**Given instruction A**
Copy the passage below about the Twins and the Metrodome word for word, between "Through the 2021" and "has that been?", inclusive.

The game is the 1st Game 7 to go into extra innings since the Senators-Giants Series in 1924. Morris is named the Series MVP for the Twins‚ who win all 4 games in the Metrodome while losing all 3 in Atlanta -- repeating their pattern against St. Louis in 1987. Four of the 7 games are decided on the final pitch‚ while 5 are decided by a single run‚ and 3 in extra innings. All are Series records. Morris's 10-inning masterpiece turns out to be the last extra-inning complete game of the 20th Century.
Through the 2021 season, the Twins' record in World Series play is 11-10: 11-1 at home (3-1 at Metropolitan Stadium in '65, 4-0 at the Metrodome in '87 and again in '91, and they have yet to get that far at Target Field) and 0-9 on the road. However, since that day, 30 years ago, they have never won another Pennant. The Braves have, although once in the World Series, they've rarely been better off. (Well, they are now.)
It's been 30 years. How long has that been?
The Metrodome was in its glory. This was the start of a 6-month stretch in which it would host the World Series, the Super Bowl, and the Final Four. On January 26, 1992, the team then known as the Washington Redskins beat the Buffalo Bills, 37-24 in Super Bowl XXVI. And on April 6, 1992, Duke University beat the University of Michigan, 71-51.
No other stadium has ever hosted all 3 of these events. To put that in perspective:
* Only 4 stadiums have hosted both the World Series and the Super Bowl: The Metrodome, the Los Angeles Memorial Coliseum, Jack Murphy Stadium in San Diego, and Hard Rock Stadium in the Miami suburbs.
* Only 2 buildings have hosted both the World Series and the Final Four: The Metrodome and Tropicana Field in St. Petersburg.
* Only 8 buildings have hosted both the Super Bowl and the Final Four: The Metrodome, the Superdome in New Orleans, the Georgia Dome in Atlanta, Ford Field in Detroit, Lucas Oil Stadium in Indianapolis, NRG Stadium in Houston, AT&T Stadium in the Dallas suburbs, and the Metrodome's replacement, U.S. Bank Stadium.

**Records supplied**
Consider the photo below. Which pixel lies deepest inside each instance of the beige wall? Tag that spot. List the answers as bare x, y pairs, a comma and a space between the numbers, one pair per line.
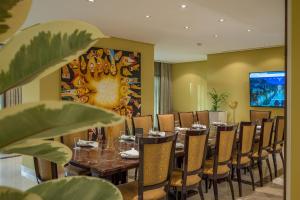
295, 101
226, 72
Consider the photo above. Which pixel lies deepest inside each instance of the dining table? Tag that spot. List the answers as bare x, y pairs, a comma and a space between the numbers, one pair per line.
106, 162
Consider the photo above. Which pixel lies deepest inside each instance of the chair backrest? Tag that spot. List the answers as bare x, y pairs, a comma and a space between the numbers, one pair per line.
68, 140
144, 122
246, 139
186, 119
225, 140
166, 122
195, 152
266, 134
203, 117
258, 115
279, 131
45, 170
156, 161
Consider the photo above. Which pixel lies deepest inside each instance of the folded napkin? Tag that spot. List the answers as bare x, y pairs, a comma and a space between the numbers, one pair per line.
132, 153
85, 143
157, 133
127, 137
179, 145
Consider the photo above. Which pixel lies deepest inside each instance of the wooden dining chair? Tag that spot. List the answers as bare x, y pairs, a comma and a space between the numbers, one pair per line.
69, 140
258, 115
45, 170
278, 142
219, 167
243, 152
156, 159
189, 177
186, 119
265, 144
144, 122
203, 117
166, 122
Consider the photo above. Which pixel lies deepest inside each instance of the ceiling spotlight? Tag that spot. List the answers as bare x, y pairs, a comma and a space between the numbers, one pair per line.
183, 6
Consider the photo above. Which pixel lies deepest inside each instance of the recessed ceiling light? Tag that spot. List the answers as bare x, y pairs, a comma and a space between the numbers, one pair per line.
183, 6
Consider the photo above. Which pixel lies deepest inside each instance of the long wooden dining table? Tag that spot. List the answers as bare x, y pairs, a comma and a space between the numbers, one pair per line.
107, 162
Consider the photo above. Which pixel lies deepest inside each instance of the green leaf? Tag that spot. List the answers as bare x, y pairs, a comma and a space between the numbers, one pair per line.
77, 188
42, 49
46, 149
51, 119
12, 15
7, 193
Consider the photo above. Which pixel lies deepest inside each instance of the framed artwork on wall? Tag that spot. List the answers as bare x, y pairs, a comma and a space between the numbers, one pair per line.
106, 78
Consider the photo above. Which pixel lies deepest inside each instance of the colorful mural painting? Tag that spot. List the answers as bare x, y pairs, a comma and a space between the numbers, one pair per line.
105, 77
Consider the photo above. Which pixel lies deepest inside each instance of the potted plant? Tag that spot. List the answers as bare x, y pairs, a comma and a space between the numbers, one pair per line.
32, 54
217, 100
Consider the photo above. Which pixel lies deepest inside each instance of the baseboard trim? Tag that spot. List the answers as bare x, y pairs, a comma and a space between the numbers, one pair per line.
28, 173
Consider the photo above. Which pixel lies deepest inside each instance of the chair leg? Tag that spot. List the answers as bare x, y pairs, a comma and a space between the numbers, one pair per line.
282, 159
215, 185
275, 163
206, 185
238, 171
231, 186
200, 191
259, 163
269, 166
252, 178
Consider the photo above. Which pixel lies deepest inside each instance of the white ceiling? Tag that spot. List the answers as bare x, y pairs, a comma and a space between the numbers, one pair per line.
165, 28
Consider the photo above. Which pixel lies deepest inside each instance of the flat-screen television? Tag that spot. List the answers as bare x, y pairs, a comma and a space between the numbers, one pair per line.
267, 89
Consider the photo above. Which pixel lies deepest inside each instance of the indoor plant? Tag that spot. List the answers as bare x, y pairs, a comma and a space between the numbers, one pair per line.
217, 99
31, 54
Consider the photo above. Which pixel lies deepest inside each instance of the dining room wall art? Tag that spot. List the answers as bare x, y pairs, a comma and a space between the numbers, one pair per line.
106, 78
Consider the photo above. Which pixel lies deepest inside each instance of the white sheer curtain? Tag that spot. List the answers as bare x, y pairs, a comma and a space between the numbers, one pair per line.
162, 89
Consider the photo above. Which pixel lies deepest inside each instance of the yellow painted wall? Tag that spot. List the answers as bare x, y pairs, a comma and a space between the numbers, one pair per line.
226, 72
295, 100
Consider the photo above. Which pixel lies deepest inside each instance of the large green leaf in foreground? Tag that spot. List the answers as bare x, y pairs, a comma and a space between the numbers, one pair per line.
42, 49
50, 119
12, 15
7, 193
77, 188
46, 149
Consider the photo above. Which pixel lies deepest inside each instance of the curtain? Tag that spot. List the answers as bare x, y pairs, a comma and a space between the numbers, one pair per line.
162, 88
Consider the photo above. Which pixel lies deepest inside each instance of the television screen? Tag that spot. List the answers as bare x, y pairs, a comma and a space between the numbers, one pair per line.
267, 89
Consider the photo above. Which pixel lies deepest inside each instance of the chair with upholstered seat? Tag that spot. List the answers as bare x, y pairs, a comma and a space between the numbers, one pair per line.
194, 156
203, 117
69, 140
258, 115
186, 119
144, 122
156, 159
264, 146
166, 122
219, 167
241, 158
278, 142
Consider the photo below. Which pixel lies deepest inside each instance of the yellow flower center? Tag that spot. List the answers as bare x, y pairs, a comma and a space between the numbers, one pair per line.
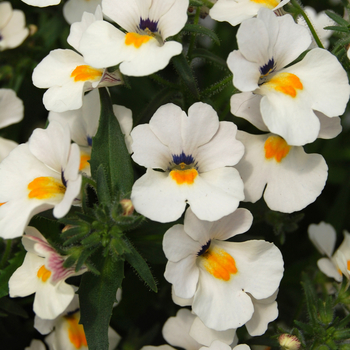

**Given instruction B**
Pull out every line from the rows above that contains the string "mural".

**Complete response A**
Through the 2021 season, the Twins' record in World Series play is 11-10: 11-1 at home (3-1 at Metropolitan Stadium in '65, 4-0 at the Metrodome in '87 and again in '91, and they have yet to get that far at Target Field) and 0-9 on the road. However, since that day, 30 years ago, they have never won another Pennant. The Braves have, although once in the World Series, they've rarely been better off. (Well, they are now.)
It's been 30 years. How long has that been?

**Complete response B**
Consider the photo above. Which pixel lies deepest inside each instance of the colorful mural painting? Tag that spot. List the answers as bare x, y pairs, a comma and a space between the numbers, one pair per line.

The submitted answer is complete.